# Material for this task

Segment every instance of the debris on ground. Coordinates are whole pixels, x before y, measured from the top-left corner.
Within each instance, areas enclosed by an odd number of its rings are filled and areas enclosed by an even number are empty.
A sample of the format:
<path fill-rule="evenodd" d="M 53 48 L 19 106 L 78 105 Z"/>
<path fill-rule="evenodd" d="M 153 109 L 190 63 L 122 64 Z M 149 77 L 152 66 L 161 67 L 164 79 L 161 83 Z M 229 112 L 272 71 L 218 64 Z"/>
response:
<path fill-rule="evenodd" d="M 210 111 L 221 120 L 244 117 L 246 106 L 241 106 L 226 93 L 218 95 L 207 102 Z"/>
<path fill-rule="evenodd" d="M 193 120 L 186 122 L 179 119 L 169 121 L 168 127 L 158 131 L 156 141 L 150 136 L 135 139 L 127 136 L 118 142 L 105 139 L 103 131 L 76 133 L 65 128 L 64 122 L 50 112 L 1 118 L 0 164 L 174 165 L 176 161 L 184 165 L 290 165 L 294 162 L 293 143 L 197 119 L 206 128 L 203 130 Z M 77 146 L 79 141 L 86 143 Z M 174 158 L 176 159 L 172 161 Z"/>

# What to produce
Reproduce every line of the entries above, including the requests, and scale each coordinate in the answers by 1.9, rounding to whole numbers with halves rounded up. Leave the numbers in the requests and their format samples unchanged.

# Worked answer
Segment every instance of the debris on ground. Coordinates are whole pixels, x before y, measured from the top-left corner.
Within each instance, areas enclosed by an odd number of its rings are filled and areas enclosed by an even number are empty.
A sample of the format:
<path fill-rule="evenodd" d="M 53 48 L 19 106 L 78 105 Z"/>
<path fill-rule="evenodd" d="M 153 109 L 190 63 L 122 64 Z M 149 77 L 152 66 L 161 67 L 164 79 L 161 83 Z M 229 112 L 272 71 L 218 64 Z"/>
response:
<path fill-rule="evenodd" d="M 399 211 L 420 228 L 464 222 L 467 201 L 458 201 L 429 177 L 414 181 L 393 194 Z"/>
<path fill-rule="evenodd" d="M 367 228 L 353 232 L 340 226 L 321 230 L 319 241 L 300 249 L 296 268 L 285 258 L 257 264 L 241 258 L 224 270 L 200 264 L 196 249 L 144 253 L 124 243 L 122 232 L 95 213 L 2 224 L 0 312 L 331 314 L 334 306 L 350 314 L 551 314 L 559 308 L 557 272 L 374 226 L 391 243 L 386 247 Z M 146 277 L 150 268 L 163 272 Z M 331 300 L 334 302 L 327 306 Z"/>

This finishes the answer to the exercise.